Task inputs:

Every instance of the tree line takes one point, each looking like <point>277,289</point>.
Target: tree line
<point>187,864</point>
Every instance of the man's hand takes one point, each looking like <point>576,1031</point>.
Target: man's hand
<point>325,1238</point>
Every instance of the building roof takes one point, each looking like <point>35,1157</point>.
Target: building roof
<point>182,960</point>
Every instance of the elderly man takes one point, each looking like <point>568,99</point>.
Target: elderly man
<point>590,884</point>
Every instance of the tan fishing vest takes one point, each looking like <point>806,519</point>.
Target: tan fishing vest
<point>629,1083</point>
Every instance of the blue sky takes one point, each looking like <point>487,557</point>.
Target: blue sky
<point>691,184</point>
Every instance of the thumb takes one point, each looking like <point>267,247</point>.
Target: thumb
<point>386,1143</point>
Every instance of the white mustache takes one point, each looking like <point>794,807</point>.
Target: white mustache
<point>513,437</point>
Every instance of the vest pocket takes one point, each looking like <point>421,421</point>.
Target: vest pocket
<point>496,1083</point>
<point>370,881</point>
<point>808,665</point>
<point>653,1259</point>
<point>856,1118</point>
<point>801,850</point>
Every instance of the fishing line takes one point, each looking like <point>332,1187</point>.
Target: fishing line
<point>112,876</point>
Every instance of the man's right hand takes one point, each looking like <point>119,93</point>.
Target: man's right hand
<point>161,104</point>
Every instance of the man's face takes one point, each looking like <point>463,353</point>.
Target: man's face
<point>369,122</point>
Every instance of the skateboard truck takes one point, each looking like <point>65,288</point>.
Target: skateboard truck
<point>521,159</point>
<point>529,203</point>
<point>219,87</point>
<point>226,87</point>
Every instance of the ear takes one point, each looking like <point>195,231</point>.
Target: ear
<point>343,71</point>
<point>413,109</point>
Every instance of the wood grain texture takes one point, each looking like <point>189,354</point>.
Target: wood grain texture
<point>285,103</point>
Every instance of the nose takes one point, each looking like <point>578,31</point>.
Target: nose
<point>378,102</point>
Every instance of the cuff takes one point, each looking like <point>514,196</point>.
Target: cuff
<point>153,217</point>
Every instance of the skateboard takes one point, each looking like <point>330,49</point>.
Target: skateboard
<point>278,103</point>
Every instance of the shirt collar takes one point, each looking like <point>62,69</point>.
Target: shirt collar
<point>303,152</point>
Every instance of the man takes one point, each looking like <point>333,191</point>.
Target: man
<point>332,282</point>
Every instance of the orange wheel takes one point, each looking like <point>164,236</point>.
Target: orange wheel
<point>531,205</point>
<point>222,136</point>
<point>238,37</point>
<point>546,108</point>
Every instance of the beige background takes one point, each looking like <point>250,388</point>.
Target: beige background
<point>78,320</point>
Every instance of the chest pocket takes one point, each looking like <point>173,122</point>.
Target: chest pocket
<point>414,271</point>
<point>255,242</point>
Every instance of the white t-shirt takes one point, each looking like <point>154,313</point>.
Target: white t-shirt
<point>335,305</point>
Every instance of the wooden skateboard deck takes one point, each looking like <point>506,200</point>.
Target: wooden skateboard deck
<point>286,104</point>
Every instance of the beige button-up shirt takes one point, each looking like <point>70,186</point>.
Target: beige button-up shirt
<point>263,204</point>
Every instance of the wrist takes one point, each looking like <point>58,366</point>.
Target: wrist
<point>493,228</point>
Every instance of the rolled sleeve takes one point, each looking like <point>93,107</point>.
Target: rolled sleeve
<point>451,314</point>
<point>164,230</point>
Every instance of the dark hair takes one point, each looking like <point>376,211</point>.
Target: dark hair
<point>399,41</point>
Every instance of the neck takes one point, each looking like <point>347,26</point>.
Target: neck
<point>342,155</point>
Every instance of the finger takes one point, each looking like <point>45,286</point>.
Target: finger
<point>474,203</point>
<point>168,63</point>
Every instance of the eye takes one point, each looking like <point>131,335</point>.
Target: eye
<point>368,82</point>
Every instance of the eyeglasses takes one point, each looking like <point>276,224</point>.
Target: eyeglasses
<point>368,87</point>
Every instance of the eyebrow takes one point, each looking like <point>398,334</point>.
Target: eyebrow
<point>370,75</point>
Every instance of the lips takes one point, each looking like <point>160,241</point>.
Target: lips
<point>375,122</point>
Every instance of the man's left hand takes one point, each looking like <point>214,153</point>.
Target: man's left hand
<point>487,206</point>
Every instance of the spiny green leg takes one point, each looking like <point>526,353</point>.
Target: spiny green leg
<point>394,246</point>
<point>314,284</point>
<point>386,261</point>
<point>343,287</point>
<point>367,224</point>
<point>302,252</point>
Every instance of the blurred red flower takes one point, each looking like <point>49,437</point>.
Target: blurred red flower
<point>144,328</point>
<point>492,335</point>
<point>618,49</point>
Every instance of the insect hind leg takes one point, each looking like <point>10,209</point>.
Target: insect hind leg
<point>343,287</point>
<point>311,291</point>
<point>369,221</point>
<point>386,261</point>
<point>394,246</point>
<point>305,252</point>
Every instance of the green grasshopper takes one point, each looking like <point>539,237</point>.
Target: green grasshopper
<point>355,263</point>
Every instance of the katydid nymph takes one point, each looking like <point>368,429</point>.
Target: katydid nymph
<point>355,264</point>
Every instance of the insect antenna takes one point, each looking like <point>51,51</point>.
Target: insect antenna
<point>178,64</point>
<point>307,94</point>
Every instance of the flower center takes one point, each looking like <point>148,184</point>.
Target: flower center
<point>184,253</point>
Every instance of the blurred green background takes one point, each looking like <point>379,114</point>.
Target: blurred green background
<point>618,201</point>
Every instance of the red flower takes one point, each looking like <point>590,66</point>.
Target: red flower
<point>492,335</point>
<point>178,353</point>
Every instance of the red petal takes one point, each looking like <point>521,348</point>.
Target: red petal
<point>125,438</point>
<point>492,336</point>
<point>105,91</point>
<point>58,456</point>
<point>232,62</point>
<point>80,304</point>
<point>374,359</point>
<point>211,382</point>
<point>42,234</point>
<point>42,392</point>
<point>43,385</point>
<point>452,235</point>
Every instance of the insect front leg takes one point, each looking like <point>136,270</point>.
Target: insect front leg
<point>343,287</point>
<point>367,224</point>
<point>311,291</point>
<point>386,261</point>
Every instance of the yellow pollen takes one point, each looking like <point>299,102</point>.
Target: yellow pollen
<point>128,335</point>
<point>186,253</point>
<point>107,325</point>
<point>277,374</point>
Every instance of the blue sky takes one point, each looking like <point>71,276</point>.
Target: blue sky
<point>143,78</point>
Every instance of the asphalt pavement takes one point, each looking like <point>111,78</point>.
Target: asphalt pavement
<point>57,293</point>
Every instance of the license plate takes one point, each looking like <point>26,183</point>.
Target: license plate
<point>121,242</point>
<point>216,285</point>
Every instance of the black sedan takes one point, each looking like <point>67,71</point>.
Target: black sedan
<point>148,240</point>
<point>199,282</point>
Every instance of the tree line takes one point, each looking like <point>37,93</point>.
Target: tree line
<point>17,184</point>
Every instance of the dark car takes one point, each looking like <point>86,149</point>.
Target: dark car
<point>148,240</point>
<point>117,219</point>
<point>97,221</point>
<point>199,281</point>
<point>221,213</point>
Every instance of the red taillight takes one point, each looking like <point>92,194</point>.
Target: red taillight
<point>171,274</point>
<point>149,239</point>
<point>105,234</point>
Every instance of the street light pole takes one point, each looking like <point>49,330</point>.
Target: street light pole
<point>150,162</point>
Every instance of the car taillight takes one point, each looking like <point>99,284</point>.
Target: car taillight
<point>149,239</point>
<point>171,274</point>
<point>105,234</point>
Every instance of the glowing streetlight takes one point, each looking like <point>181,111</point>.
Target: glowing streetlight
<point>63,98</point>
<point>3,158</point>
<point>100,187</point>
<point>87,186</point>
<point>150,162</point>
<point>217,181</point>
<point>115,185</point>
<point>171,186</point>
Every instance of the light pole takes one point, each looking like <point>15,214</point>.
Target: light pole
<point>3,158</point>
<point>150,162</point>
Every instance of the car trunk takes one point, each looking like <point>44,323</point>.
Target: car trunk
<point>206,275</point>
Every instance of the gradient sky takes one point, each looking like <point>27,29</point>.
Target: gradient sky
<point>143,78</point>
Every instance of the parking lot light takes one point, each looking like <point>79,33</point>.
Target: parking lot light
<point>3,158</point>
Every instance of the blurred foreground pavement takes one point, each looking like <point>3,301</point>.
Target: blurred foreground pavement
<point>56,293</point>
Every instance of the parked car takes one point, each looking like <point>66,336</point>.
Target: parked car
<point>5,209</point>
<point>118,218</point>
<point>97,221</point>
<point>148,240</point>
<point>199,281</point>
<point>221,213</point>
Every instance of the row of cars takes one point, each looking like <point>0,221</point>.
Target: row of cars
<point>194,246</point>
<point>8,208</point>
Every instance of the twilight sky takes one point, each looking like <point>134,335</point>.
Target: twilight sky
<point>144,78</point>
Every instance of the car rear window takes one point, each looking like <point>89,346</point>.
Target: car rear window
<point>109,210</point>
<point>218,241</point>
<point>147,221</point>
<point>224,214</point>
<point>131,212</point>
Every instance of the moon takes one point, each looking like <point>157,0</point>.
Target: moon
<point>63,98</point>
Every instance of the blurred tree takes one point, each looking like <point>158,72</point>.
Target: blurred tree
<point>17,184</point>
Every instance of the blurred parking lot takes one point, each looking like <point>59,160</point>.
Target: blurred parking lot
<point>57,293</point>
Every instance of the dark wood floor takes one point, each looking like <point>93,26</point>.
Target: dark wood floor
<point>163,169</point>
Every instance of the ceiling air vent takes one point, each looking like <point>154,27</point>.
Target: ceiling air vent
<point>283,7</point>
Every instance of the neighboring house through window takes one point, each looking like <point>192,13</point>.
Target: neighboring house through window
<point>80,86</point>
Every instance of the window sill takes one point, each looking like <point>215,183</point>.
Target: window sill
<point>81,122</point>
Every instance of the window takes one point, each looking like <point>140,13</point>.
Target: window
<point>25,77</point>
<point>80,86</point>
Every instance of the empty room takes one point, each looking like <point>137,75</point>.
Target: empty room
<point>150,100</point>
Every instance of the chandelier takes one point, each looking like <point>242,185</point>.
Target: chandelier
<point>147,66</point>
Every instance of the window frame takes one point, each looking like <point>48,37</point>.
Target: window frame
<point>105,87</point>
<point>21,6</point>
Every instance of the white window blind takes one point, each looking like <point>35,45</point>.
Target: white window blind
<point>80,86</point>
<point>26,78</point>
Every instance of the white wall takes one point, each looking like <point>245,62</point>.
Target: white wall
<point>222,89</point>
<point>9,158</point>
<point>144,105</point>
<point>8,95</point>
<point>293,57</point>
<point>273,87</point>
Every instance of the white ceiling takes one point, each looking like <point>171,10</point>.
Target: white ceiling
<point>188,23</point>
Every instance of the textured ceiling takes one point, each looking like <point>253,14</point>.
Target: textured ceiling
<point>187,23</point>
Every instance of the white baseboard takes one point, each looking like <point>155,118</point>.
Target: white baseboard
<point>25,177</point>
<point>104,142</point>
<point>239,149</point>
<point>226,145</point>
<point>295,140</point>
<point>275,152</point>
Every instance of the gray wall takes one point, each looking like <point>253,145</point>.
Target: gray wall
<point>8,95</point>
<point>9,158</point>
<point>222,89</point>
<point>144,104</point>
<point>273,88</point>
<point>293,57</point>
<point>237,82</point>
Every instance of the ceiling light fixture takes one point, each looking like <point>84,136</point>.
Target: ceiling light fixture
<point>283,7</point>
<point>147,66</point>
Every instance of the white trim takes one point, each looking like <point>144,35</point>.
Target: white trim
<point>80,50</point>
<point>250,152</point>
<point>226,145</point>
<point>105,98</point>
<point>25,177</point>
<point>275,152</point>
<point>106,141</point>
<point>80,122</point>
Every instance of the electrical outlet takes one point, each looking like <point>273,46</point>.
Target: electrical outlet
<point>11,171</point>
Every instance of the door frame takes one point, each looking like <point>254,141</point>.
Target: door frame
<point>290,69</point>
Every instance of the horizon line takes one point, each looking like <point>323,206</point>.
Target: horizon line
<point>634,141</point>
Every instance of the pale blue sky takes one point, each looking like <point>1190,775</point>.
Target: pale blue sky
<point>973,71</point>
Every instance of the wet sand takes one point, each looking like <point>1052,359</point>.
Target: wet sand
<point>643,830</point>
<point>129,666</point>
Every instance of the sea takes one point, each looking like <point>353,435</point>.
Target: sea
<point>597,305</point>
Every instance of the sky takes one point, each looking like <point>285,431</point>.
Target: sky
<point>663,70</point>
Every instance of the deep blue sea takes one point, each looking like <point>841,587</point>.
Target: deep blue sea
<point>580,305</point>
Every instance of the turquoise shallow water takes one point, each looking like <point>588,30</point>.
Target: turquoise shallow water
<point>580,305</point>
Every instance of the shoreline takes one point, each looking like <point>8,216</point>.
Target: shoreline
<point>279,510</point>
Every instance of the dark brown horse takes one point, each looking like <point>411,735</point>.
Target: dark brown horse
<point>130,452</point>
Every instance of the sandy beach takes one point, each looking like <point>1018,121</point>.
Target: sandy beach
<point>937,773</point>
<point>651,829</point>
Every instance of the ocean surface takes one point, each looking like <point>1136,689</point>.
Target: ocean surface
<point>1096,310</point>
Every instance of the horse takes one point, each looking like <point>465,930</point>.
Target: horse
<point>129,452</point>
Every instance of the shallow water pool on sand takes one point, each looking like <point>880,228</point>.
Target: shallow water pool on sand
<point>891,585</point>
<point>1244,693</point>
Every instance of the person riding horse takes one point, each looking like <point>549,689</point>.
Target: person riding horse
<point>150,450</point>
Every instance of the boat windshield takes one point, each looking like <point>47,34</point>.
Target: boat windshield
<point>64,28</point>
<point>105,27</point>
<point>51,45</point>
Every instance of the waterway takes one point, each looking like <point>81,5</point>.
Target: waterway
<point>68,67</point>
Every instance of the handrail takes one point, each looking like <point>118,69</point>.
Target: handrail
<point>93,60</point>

Instruction: Render everything in the records from the line containing "Every instance of the pale" down to the line containing "<point>663,70</point>", both included, as a Markdown table. Use a Row column that numbers each line and a Text column that holds the line, and leave out blank lines.

In response:
| Row | Text |
|---|---|
| 1 | Every instance of the pale blue sky takes one point, each looking like <point>1190,775</point>. |
| 2 | Target: pale blue sky |
| 3 | <point>973,71</point> |
| 4 | Every instance of the wet sand takes one point, each looking like <point>1052,359</point>. |
| 5 | Target: wet sand |
| 6 | <point>643,830</point> |
| 7 | <point>129,666</point> |
| 8 | Every instance of the sea takes one point, each looking like <point>353,435</point>. |
| 9 | Target: sea |
| 10 | <point>597,305</point> |
| 11 | Every instance of the sky takes one point, each looking like <point>285,431</point>. |
| 12 | Target: sky |
| 13 | <point>663,70</point> |